### DATA PROVIDED

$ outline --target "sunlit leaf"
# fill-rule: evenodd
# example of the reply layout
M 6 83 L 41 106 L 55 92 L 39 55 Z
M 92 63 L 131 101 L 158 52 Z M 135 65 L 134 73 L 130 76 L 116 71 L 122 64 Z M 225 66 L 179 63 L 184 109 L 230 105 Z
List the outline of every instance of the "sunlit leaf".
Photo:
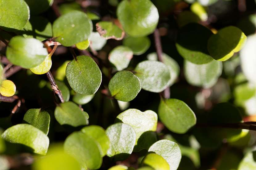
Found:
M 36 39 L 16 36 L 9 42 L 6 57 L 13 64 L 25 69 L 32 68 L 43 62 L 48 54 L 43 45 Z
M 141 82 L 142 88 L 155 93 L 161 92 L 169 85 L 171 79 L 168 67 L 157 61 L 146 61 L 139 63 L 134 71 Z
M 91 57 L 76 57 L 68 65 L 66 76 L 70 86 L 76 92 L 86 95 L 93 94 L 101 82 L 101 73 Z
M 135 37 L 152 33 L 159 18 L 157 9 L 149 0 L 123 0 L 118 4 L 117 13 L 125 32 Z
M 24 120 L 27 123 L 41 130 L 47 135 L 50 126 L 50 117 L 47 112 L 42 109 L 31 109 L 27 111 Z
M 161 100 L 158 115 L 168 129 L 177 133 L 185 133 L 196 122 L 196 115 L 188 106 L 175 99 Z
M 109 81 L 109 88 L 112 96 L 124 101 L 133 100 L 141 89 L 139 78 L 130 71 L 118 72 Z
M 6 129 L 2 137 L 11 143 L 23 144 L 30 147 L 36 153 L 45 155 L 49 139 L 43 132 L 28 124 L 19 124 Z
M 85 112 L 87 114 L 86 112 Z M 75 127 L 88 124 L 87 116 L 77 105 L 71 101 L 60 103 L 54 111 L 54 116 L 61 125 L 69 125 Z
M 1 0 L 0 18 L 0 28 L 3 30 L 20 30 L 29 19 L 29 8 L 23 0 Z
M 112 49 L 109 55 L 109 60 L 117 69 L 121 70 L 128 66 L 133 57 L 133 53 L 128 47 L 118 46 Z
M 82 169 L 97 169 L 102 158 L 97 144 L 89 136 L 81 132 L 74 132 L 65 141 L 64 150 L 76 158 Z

######
### DATA PROVIDED

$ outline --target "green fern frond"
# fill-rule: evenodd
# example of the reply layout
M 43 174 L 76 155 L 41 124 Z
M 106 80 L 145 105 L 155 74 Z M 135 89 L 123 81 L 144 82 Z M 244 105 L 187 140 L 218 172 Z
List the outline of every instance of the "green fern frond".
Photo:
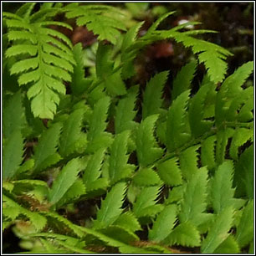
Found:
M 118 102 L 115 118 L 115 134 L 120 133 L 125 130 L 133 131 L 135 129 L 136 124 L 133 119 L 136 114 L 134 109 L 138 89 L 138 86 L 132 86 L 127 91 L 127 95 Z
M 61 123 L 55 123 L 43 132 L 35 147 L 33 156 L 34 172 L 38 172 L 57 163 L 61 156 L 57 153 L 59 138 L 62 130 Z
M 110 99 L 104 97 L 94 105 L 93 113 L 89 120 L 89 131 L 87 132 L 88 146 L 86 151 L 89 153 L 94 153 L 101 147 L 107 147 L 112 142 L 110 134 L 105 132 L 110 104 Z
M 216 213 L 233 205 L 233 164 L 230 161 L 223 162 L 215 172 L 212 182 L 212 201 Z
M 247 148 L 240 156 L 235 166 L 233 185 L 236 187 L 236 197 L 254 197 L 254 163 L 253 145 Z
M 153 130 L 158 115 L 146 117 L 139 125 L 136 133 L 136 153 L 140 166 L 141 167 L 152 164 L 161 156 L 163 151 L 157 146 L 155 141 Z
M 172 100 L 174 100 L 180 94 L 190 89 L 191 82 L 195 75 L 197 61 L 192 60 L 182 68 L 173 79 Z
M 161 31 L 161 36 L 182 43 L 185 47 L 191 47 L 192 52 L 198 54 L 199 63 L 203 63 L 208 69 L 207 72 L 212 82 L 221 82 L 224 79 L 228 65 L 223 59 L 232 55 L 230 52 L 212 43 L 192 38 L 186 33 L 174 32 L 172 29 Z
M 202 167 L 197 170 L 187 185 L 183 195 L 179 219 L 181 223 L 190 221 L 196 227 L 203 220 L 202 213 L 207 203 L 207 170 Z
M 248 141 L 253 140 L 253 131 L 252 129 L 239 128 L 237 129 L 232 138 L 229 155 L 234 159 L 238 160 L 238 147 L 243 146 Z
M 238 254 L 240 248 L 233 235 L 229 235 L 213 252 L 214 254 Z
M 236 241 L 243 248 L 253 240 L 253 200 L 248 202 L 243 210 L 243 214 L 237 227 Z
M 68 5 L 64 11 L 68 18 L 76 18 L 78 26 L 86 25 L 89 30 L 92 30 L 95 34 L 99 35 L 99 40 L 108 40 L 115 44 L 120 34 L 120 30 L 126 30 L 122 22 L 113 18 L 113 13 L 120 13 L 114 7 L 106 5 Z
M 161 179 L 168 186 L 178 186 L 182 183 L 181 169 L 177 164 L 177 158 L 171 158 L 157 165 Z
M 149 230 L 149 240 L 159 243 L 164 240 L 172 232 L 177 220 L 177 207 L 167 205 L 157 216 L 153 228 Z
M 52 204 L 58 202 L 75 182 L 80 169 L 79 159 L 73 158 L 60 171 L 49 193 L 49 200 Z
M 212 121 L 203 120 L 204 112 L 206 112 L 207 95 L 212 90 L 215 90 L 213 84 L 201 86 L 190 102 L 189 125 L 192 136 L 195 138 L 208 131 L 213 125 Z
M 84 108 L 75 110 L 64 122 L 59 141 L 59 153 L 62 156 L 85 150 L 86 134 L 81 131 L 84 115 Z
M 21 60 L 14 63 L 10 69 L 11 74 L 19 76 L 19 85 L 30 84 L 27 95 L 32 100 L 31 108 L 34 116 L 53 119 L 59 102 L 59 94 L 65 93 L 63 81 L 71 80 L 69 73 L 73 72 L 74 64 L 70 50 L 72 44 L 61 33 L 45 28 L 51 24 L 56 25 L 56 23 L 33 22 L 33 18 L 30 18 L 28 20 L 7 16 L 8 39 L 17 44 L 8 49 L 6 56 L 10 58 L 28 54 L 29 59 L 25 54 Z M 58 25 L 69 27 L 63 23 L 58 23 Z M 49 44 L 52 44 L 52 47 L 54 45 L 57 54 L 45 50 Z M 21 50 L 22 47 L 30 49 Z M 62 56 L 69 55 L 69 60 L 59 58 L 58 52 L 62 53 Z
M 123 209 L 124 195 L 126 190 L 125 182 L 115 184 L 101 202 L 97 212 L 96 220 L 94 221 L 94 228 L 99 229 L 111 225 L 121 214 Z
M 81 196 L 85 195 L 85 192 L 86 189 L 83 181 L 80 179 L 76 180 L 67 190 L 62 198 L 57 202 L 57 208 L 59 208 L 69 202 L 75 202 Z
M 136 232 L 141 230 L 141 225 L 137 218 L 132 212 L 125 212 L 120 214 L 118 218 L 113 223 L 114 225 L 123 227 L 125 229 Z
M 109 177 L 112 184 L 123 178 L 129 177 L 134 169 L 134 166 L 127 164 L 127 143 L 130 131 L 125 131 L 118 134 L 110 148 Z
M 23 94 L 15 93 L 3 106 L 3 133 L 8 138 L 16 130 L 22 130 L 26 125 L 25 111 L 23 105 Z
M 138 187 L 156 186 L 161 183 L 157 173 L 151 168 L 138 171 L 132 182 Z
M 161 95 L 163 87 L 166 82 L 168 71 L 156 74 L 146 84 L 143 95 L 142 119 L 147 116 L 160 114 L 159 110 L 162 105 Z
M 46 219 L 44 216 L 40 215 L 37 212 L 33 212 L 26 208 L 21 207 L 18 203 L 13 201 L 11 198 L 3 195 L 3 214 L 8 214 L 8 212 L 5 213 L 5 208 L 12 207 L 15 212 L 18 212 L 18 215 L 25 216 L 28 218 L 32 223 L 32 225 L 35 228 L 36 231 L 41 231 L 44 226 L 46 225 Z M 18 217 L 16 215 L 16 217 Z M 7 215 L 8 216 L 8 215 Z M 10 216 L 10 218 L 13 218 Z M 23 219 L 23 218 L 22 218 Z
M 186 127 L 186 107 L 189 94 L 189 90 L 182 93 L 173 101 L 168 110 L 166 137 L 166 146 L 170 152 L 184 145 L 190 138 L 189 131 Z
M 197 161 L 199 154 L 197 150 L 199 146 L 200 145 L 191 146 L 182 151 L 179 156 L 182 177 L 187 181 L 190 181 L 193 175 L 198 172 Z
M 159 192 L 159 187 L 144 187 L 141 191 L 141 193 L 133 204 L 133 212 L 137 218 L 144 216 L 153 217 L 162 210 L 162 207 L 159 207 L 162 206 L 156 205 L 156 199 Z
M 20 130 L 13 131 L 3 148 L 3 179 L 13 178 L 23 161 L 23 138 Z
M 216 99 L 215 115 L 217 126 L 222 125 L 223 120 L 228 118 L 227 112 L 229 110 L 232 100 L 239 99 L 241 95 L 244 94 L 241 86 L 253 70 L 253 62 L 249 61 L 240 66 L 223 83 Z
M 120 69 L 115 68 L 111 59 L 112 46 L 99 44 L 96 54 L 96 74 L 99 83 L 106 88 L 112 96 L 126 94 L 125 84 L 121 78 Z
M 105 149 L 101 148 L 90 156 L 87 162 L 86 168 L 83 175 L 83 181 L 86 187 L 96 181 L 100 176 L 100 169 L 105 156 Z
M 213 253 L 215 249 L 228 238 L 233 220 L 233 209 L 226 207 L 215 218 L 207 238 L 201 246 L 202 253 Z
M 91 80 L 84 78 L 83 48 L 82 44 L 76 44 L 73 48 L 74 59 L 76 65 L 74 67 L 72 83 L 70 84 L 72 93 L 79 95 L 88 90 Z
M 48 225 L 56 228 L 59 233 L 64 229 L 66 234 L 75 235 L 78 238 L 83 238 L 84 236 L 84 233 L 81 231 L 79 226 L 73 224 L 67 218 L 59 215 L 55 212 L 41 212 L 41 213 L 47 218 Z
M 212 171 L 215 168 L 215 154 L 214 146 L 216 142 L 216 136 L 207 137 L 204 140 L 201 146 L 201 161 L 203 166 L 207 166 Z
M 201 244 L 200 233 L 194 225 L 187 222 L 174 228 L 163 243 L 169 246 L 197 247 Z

######

* **TASK**:
List each line of the entries that contains the string "every", treating uppercase and lowercase as different.

* **FINISHED TASK**:
List the outline of every instance of the "sunlit leaf".
List the outline of every instance of the "green fern frond".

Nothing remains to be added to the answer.